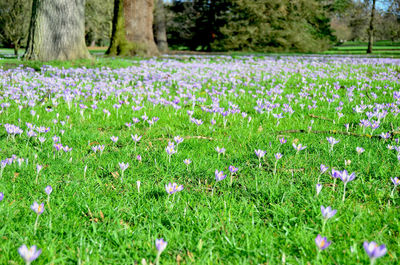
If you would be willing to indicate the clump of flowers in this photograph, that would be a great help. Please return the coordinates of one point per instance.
(260, 154)
(161, 244)
(374, 251)
(38, 209)
(29, 254)
(172, 188)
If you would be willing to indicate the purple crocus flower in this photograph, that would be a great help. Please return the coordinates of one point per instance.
(29, 254)
(374, 251)
(48, 189)
(335, 173)
(327, 212)
(178, 139)
(332, 141)
(219, 175)
(260, 153)
(136, 138)
(172, 188)
(323, 168)
(170, 150)
(38, 168)
(318, 187)
(299, 147)
(233, 169)
(278, 156)
(321, 242)
(37, 208)
(161, 244)
(220, 150)
(123, 166)
(345, 177)
(396, 181)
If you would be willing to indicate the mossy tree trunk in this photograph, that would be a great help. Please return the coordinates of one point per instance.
(132, 31)
(57, 31)
(371, 28)
(160, 28)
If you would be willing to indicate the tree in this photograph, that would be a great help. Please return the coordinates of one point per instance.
(57, 31)
(160, 26)
(371, 28)
(132, 31)
(13, 23)
(98, 22)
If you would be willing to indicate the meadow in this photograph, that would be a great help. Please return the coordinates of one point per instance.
(253, 146)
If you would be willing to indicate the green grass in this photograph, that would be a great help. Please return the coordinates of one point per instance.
(263, 217)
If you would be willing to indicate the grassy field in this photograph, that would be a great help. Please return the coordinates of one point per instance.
(384, 48)
(60, 128)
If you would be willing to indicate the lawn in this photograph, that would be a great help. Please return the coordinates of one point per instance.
(108, 140)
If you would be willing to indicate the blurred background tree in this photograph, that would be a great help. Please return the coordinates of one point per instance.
(220, 25)
(14, 24)
(98, 22)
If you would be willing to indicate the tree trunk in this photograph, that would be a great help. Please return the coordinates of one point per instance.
(132, 31)
(16, 47)
(57, 31)
(160, 28)
(371, 28)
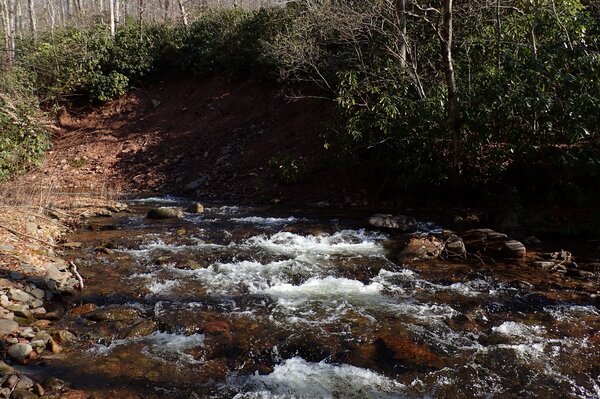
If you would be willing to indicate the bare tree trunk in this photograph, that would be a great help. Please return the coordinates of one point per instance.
(452, 105)
(401, 10)
(32, 20)
(183, 13)
(111, 4)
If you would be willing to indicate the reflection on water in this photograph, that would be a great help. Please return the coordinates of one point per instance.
(259, 303)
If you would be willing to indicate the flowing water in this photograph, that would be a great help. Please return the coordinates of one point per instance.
(244, 302)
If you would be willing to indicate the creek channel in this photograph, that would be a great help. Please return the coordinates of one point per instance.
(244, 302)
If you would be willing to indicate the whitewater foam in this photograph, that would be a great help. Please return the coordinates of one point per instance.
(297, 378)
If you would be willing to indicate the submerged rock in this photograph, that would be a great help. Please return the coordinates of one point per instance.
(400, 222)
(492, 243)
(23, 394)
(196, 184)
(196, 208)
(8, 327)
(405, 353)
(165, 213)
(454, 247)
(142, 329)
(19, 351)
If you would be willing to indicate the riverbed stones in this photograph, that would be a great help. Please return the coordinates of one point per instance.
(83, 309)
(5, 369)
(196, 208)
(54, 311)
(23, 394)
(22, 382)
(64, 336)
(8, 327)
(406, 353)
(38, 293)
(20, 310)
(399, 222)
(116, 313)
(165, 213)
(196, 184)
(42, 336)
(19, 351)
(142, 329)
(421, 248)
(454, 247)
(493, 243)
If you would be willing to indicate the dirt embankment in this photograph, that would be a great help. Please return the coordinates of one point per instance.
(230, 139)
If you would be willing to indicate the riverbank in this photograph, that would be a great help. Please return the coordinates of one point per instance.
(35, 275)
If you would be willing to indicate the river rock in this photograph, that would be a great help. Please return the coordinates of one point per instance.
(54, 384)
(38, 293)
(117, 313)
(42, 336)
(196, 208)
(22, 382)
(492, 243)
(142, 329)
(54, 311)
(52, 273)
(196, 184)
(8, 327)
(20, 310)
(15, 276)
(401, 223)
(38, 390)
(5, 369)
(27, 332)
(421, 248)
(72, 245)
(454, 247)
(404, 352)
(19, 351)
(83, 309)
(165, 213)
(64, 336)
(23, 394)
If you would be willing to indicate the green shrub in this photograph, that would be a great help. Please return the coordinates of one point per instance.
(23, 140)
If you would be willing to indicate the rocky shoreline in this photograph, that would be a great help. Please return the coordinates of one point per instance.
(34, 277)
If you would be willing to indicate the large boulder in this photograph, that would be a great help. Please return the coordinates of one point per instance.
(398, 222)
(490, 242)
(165, 213)
(8, 327)
(115, 313)
(196, 184)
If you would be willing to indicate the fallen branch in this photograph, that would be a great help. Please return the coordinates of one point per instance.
(18, 233)
(77, 275)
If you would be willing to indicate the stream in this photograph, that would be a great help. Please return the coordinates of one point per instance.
(244, 302)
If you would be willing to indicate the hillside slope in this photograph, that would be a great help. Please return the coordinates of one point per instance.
(235, 139)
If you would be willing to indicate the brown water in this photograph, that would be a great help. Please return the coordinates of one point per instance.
(267, 303)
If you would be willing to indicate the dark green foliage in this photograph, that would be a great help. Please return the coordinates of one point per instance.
(23, 140)
(526, 105)
(529, 108)
(233, 41)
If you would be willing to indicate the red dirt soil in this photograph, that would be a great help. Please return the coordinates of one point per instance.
(161, 138)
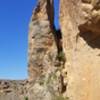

----------

» **Requirement**: Return every line of the records above verbatim, leaving out the pictures.

» **Full solution**:
If you would be willing to indicate the clump of flowers in this photograph, that would be a great help. Please return the coordinates of one point per instance.
(260, 154)
(161, 244)
(374, 251)
(38, 209)
(29, 254)
(172, 188)
If you would be willing to indicate the purple crocus flower in this photograph, that would be a great help. Please return the coordinates of one point per instance.
(29, 254)
(374, 251)
(48, 189)
(335, 173)
(327, 212)
(178, 139)
(332, 141)
(219, 175)
(260, 153)
(136, 138)
(172, 188)
(323, 168)
(170, 150)
(38, 168)
(318, 187)
(299, 147)
(233, 169)
(278, 156)
(321, 242)
(37, 208)
(161, 244)
(220, 150)
(123, 166)
(345, 177)
(396, 181)
If you would be willing to indicate the mossy tree trunk in this photograph, that would be a great help. Please return the coordinates of one point per instance.
(132, 31)
(57, 31)
(371, 28)
(160, 28)
If you would be willing to indicate the tree in this photograph, that would be a great help. Please return the coordinates of one point per instance.
(57, 31)
(160, 26)
(371, 28)
(132, 31)
(13, 23)
(98, 22)
If you would be willing to indicate the meadow in this photograph, that would be a great help. Please return the coordinates of one point per instance.
(253, 146)
If you would be willing to indicate the green grass in this photograph, that would be a great help. Please return the coordinates of one point per instance.
(263, 217)
If you would be willing to indicate the grassy field in this photograph, that would be a great help. Please return the coordinates of one point per instance.
(384, 48)
(60, 128)
If you would be willing to indicate the lawn in this photograph, that would be a great help. Please return the coordinates of one point per instance.
(108, 140)
If you would be willing to indicate the blurred background tree in this photograph, that would be a great help. Please return the coordinates of one point per instance.
(220, 25)
(14, 24)
(98, 22)
If you would be willing to indicate the tree trunk in this photograph, that would be a great help. Please return the coordinates of one point per instance.
(132, 31)
(16, 47)
(57, 31)
(160, 28)
(371, 28)
If you would be willing to indicate the bare tree trunk in this photograph, that would be a great help. Please return the coordinates of one point per instance.
(452, 105)
(401, 10)
(32, 20)
(183, 13)
(111, 4)
If you would be willing to indicate the reflection on water in this photograph, that would be a great help. Please return the coordinates of one point per instance.
(259, 303)
If you would be willing to indicate the flowing water in this photograph, that would be a great help. Please return the coordinates of one point per instance.
(244, 302)
If you would be willing to indicate the creek channel in this photograph, that would be a great help. Please return the coordinates of one point per instance.
(244, 302)
If you would be willing to indicate the whitewater foam in this photograph, that would be a great help. Please return the coordinates of one point per instance.
(297, 378)
If you would be willing to indicate the submerged rock in this photograph, that would be a great help. Please return the coordinates of one point per instance.
(400, 222)
(492, 243)
(23, 394)
(196, 184)
(196, 208)
(8, 327)
(405, 353)
(165, 213)
(454, 247)
(142, 329)
(19, 351)
If you would be willing to indicate the riverbed stones in this photograph, that would be a great help. Please return the coordinates of one point per instance.
(83, 309)
(5, 369)
(196, 208)
(54, 311)
(23, 394)
(22, 382)
(64, 336)
(8, 327)
(406, 353)
(38, 293)
(20, 310)
(399, 222)
(116, 313)
(165, 213)
(196, 184)
(42, 336)
(19, 351)
(142, 329)
(421, 248)
(454, 247)
(493, 243)
If you would be willing to indicate the dirt embankment in this photograph, that would be a great help. Please return the coordinates of one point per instance.
(230, 139)
If you would be willing to indicate the riverbank in this photograph, that would be a great help. Please return the coordinates of one point per instance.
(35, 275)
If you would be willing to indicate the river rock in this photograph, that would be a great help. Please return the coordinates of one point per instance.
(54, 384)
(38, 293)
(117, 313)
(42, 336)
(196, 208)
(22, 382)
(492, 243)
(142, 329)
(54, 311)
(52, 273)
(196, 184)
(8, 327)
(20, 310)
(15, 276)
(401, 223)
(38, 390)
(5, 369)
(27, 332)
(421, 248)
(72, 245)
(454, 247)
(404, 352)
(19, 351)
(83, 309)
(165, 213)
(64, 336)
(23, 394)
If you would be willing to indicate the green shrub in this photograph, that would be a great help. Please return the coordinates of one point per instance.
(23, 140)
If you would be willing to indicate the rocky shoreline in this photograph, that would be a great help. Please return the coordinates of one point per instance.
(34, 277)
If you would be willing to indicate the large boulder in this photograph, that would be a great help. Please return the coordinates of one point per instance.
(398, 222)
(490, 242)
(165, 213)
(8, 327)
(115, 313)
(196, 184)
If you would be willing to indicate the fallen branch in this photograph, that would be a great help. Please return the coordinates of one point per instance.
(18, 233)
(77, 275)
If you would be willing to indicate the stream in this photograph, that would be a great help. Please return the coordinates of one point per instance.
(244, 302)
If you would be willing to indicate the hillside slope in this photograph, that would be a great help. Please return the coordinates of one point per instance.
(235, 139)
If you would be willing to indicate the brown water in this photograph, that would be a great help. Please return the coordinates of one point per instance.
(267, 303)
If you would be willing to indicate the dark green foliage in this photograph, that would be a great help. Please return the coordinates of one point per instance.
(23, 140)
(526, 105)
(529, 108)
(233, 41)
If you would be willing to indicate the red dirt soil in this photograph, that would be a great help. Please return the coordinates of one point per instance.
(161, 138)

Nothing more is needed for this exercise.